* **Problem**
Write out the entries below exactly, starting at the first line and stopping after the line that contains "Dataset class: clock face on tower"; skip all pictures.
*** Begin section ***
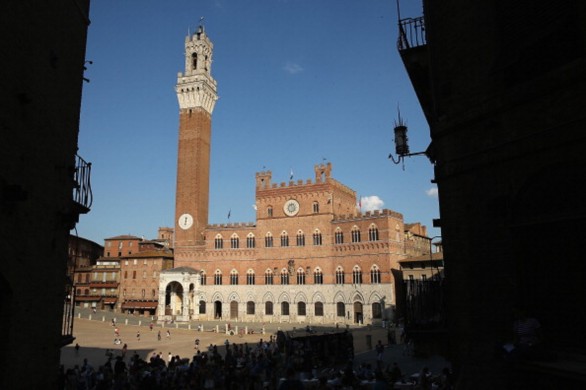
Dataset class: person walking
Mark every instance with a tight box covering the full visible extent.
[136,330,141,341]
[157,330,161,341]
[375,340,385,369]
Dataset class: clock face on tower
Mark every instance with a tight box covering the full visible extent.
[178,213,194,230]
[283,199,300,217]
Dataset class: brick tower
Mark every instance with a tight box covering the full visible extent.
[174,25,217,259]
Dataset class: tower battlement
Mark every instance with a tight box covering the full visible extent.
[333,208,404,221]
[208,222,256,229]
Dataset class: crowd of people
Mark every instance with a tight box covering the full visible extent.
[59,314,457,389]
[59,332,452,389]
*** End section ***
* **Result**
Dataset class: person walking
Mark every instance with a tight box covering the full visible extent.
[136,330,141,341]
[157,330,161,341]
[375,340,385,369]
Dataset class: clock face on tower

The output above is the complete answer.